GIVEN EXERCISE: Copy the records starting at the line that contains "standing, one point per instance." and ending at the end of the records, swapping "onlooker" for "spectator" and leaving everything else as is.

Location annotation dataset excerpts
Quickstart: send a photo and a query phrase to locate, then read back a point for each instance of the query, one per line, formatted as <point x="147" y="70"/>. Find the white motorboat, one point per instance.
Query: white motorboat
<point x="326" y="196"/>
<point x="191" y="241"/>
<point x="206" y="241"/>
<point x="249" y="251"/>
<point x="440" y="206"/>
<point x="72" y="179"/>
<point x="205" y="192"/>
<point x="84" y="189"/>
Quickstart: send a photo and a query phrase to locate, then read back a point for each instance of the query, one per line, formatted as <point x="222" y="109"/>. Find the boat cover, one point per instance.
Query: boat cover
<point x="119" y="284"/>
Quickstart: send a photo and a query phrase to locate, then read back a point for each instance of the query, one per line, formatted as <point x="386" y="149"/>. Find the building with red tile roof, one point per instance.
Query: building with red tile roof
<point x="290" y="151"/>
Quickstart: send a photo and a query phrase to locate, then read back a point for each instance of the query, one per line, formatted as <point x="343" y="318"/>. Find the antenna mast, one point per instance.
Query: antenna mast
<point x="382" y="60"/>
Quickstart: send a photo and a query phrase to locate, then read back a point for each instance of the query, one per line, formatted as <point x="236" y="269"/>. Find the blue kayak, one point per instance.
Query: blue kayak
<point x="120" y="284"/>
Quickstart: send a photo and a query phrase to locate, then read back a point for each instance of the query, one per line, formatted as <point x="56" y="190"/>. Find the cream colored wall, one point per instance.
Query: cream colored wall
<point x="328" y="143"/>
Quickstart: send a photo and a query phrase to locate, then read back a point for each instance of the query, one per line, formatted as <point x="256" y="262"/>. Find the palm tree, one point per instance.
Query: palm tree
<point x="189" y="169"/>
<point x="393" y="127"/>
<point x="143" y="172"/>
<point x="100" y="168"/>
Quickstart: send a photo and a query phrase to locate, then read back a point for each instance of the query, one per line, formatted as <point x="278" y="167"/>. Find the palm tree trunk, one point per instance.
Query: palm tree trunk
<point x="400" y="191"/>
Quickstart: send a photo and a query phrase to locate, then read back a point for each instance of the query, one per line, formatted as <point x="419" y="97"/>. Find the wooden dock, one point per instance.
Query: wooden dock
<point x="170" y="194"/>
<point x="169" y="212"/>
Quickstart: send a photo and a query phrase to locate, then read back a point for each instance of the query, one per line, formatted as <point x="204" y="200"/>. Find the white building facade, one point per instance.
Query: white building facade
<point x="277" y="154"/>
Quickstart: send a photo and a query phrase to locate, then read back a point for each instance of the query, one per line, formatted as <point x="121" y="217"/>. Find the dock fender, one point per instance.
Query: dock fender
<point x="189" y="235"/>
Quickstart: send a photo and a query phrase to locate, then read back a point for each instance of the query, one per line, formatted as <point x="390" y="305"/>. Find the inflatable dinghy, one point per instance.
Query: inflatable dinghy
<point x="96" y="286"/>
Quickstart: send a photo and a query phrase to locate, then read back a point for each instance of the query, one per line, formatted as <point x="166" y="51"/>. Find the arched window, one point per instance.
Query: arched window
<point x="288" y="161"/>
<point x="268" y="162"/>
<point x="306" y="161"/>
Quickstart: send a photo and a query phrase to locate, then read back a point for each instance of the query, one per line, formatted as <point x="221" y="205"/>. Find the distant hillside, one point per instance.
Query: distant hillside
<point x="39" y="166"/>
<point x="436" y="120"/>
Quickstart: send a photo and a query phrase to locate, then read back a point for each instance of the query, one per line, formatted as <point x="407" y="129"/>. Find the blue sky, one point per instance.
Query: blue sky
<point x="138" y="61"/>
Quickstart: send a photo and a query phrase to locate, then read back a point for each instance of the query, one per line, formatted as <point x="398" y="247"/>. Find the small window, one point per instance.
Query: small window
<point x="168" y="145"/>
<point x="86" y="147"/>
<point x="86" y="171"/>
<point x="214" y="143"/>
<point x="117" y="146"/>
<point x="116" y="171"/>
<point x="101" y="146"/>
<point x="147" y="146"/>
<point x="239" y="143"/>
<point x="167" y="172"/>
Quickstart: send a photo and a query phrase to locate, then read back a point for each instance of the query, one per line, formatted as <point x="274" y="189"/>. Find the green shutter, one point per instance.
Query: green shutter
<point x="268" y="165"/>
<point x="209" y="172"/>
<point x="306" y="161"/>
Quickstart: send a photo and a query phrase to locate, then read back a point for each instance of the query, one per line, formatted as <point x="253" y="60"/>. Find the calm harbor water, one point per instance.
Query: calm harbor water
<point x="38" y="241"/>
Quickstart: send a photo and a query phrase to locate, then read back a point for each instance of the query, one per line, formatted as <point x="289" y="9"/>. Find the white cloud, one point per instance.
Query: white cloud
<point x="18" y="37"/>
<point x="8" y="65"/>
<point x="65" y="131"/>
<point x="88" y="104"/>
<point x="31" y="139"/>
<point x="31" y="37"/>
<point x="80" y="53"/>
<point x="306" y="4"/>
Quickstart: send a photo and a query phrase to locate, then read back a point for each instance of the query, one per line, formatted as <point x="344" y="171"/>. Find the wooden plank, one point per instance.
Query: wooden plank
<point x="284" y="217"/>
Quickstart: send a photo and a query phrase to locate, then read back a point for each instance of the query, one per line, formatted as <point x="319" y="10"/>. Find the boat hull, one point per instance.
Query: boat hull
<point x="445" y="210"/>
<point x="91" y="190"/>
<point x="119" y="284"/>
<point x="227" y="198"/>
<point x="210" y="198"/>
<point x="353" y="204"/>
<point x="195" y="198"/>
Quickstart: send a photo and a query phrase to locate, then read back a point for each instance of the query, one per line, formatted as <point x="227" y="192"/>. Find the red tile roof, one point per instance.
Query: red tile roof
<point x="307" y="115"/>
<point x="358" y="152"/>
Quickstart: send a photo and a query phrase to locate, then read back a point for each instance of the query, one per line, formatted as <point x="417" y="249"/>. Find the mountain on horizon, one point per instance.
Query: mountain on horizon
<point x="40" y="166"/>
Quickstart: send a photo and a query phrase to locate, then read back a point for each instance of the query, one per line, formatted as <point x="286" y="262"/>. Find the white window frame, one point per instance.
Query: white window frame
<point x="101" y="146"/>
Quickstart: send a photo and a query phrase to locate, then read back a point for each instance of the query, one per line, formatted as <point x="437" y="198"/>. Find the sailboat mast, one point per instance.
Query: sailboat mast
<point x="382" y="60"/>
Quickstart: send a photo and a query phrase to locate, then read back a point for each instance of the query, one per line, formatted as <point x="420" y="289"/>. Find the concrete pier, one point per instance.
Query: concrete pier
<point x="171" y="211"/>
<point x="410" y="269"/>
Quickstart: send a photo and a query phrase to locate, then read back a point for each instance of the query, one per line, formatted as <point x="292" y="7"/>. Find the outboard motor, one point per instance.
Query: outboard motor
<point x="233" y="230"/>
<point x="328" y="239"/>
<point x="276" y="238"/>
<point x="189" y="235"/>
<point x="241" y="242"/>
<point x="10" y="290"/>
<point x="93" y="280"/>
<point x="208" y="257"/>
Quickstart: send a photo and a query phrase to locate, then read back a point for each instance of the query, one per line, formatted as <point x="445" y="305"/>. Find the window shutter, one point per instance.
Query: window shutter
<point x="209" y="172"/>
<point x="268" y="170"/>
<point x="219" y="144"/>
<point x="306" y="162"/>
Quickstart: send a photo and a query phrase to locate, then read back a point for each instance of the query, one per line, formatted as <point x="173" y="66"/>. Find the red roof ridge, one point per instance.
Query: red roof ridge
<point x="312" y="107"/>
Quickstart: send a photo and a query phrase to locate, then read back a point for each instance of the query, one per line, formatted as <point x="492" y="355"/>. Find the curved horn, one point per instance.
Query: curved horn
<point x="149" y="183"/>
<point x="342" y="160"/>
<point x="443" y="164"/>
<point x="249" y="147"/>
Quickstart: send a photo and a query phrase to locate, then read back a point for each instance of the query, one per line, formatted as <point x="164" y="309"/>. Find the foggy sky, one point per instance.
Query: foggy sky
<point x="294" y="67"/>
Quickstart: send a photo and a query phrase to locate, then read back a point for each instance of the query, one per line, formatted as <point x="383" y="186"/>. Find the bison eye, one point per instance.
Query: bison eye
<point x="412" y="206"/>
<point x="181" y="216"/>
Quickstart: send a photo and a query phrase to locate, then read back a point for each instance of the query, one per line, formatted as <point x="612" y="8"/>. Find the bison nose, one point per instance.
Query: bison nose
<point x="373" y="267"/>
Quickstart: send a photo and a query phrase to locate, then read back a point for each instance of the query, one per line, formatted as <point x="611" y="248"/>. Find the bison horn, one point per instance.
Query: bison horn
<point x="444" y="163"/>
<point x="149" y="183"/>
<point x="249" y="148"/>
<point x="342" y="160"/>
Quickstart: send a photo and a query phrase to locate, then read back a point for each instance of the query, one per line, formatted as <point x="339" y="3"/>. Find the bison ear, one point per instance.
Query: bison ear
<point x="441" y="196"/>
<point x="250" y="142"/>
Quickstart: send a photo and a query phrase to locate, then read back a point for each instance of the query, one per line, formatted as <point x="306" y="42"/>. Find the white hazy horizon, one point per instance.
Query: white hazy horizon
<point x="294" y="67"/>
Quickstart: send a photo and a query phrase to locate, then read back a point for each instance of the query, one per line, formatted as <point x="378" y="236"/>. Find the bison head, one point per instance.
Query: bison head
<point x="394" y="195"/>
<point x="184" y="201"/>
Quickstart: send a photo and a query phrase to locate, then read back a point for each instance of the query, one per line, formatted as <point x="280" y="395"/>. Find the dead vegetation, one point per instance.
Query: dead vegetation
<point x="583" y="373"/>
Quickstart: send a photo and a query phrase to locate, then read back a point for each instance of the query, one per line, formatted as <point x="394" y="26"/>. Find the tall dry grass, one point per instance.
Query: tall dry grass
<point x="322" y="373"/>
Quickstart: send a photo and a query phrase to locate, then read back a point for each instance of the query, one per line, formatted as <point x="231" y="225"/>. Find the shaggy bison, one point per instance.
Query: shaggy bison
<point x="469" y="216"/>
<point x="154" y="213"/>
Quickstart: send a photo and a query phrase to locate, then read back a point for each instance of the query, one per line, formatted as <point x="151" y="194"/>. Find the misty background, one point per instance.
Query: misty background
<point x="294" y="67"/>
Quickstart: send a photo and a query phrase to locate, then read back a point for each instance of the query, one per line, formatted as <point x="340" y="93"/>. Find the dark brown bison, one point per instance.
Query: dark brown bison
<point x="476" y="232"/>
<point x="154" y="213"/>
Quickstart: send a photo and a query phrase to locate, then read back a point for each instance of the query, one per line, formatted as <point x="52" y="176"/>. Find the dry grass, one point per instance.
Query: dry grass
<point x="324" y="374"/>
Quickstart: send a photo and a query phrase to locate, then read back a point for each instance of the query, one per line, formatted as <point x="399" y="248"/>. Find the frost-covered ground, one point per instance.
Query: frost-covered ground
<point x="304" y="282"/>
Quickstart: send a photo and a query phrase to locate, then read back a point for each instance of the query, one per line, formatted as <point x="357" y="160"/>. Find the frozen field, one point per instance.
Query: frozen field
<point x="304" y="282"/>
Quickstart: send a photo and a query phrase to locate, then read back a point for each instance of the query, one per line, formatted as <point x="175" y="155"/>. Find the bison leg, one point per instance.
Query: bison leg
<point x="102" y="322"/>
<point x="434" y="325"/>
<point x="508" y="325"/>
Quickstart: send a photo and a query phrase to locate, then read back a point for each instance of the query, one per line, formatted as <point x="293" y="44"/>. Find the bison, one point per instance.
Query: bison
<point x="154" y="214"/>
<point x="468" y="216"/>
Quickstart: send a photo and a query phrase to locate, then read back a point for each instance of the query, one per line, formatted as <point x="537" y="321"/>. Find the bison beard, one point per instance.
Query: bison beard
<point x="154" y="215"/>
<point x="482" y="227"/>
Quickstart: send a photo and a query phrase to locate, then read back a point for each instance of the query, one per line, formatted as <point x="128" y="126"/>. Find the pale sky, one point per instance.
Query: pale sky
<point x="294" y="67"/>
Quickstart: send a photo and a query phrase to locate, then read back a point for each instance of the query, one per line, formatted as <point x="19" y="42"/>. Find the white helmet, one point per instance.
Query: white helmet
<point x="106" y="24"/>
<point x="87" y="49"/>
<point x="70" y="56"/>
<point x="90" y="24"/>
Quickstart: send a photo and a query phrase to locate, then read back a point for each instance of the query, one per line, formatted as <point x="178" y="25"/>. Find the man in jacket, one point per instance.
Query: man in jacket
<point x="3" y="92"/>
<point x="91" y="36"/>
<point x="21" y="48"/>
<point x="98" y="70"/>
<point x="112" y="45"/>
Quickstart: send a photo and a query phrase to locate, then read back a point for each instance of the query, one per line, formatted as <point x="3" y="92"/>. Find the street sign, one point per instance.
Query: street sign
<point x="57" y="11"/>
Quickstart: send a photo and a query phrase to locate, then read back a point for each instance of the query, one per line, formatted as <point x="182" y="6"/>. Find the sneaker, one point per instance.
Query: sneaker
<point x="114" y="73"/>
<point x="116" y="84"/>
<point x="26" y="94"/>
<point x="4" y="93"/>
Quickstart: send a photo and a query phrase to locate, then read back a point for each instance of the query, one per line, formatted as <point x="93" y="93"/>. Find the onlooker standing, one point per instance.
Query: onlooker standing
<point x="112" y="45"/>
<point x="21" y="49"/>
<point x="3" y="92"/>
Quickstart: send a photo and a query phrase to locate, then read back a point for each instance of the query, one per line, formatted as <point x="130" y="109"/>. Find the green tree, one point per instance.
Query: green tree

SOLUTION FOR THIS PROBLEM:
Quickstart: send a photo and a query phrase to locate, then read back a point for each instance of the query, one per line, formatted as <point x="93" y="93"/>. Find the spectator standing, one point per instance.
Query: spectator standing
<point x="112" y="45"/>
<point x="21" y="49"/>
<point x="3" y="92"/>
Quickstart: send a photo and a query phrase to locate, then read back a point for each instance of the query, one per line, formatted as <point x="130" y="109"/>. Find the green tree, one point per instance.
Query: green tree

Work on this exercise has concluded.